[Records from a collection]
>> start

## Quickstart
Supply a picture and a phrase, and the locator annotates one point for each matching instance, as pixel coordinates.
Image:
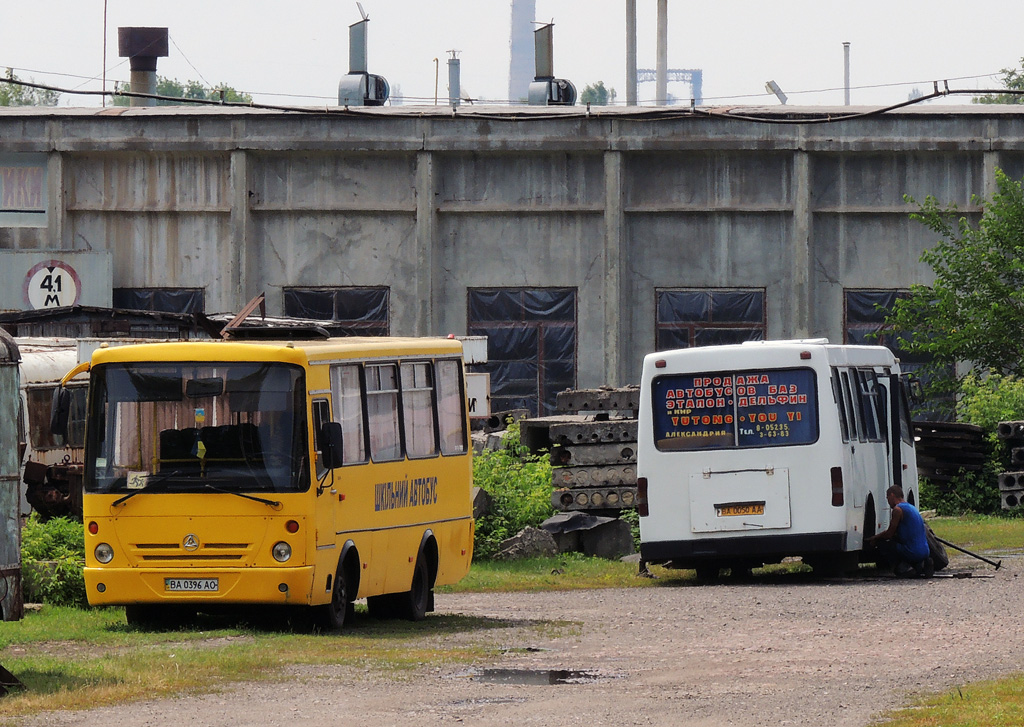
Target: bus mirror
(914, 389)
(331, 443)
(59, 412)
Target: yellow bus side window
(382, 412)
(418, 409)
(451, 408)
(347, 389)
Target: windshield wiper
(272, 503)
(150, 481)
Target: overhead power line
(651, 114)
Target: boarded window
(346, 311)
(168, 300)
(531, 344)
(708, 317)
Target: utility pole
(631, 52)
(663, 53)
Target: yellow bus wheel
(332, 615)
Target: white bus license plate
(190, 584)
(740, 509)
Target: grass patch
(981, 532)
(72, 659)
(998, 703)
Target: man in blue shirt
(904, 543)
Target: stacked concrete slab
(592, 444)
(1012, 483)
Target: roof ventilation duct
(359, 88)
(142, 46)
(546, 89)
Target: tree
(185, 91)
(974, 310)
(1013, 79)
(13, 94)
(596, 94)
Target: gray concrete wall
(429, 203)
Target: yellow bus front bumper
(118, 587)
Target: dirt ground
(779, 650)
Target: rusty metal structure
(10, 522)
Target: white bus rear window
(764, 408)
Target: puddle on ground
(536, 676)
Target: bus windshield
(189, 427)
(723, 410)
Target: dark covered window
(168, 300)
(865, 317)
(531, 344)
(351, 311)
(864, 324)
(708, 317)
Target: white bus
(752, 453)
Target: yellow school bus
(305, 473)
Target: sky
(295, 52)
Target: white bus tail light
(103, 553)
(837, 478)
(642, 508)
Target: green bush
(52, 557)
(984, 401)
(519, 484)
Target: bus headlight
(103, 553)
(282, 552)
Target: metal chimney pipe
(142, 46)
(663, 53)
(846, 73)
(631, 52)
(455, 82)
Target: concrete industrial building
(579, 241)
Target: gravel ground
(779, 650)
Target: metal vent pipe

>> end

**Exercise task:**
Transcribe every line of the listing above word for word, leaving the pictures out of your copy.

**Final answer:**
## Quickstart
Supply a picture and a phrase, and the locator annotates one point for each matching instance, as pixel coordinates.
Image:
Target: bus mirror
(914, 389)
(331, 443)
(59, 412)
Target: yellow bus side window
(382, 412)
(418, 409)
(451, 408)
(347, 389)
Target: windshield wiper
(272, 503)
(150, 481)
Target: overhead power line
(651, 114)
Target: boarded window
(346, 311)
(168, 300)
(531, 344)
(708, 317)
Target: utility pole
(631, 52)
(663, 53)
Target: yellow bus wheel
(332, 615)
Target: white bus license plate
(190, 584)
(740, 509)
Target: grass patch
(981, 532)
(72, 659)
(998, 703)
Target: man in blue shirt
(904, 543)
Target: stacked concrete slab
(592, 444)
(1012, 483)
Target: roof ventilation duct
(359, 88)
(142, 46)
(546, 89)
Target: tree
(185, 91)
(974, 310)
(1013, 79)
(13, 94)
(596, 94)
Target: gray concrete wall
(429, 203)
Target: yellow bus front bumper
(118, 587)
Target: dirt ground
(779, 650)
Target: rusty metal structure
(10, 522)
Target: white bus rear window
(764, 408)
Target: puddle on ground
(536, 676)
Target: bus windshield
(189, 427)
(723, 410)
Target: dark covered window
(168, 300)
(865, 317)
(531, 344)
(351, 311)
(864, 324)
(708, 317)
Target: white bus
(752, 453)
Target: yellow school bus
(305, 473)
Target: sky
(295, 52)
Target: white bus tail light
(103, 553)
(837, 478)
(642, 508)
Target: green bush
(52, 557)
(984, 401)
(519, 484)
Target: bus headlight
(103, 553)
(282, 552)
Target: metal chimney pipe
(142, 46)
(663, 53)
(846, 73)
(631, 52)
(455, 82)
Target: concrete industrial building
(579, 241)
Target: gravel ground
(779, 650)
Target: metal vent pipe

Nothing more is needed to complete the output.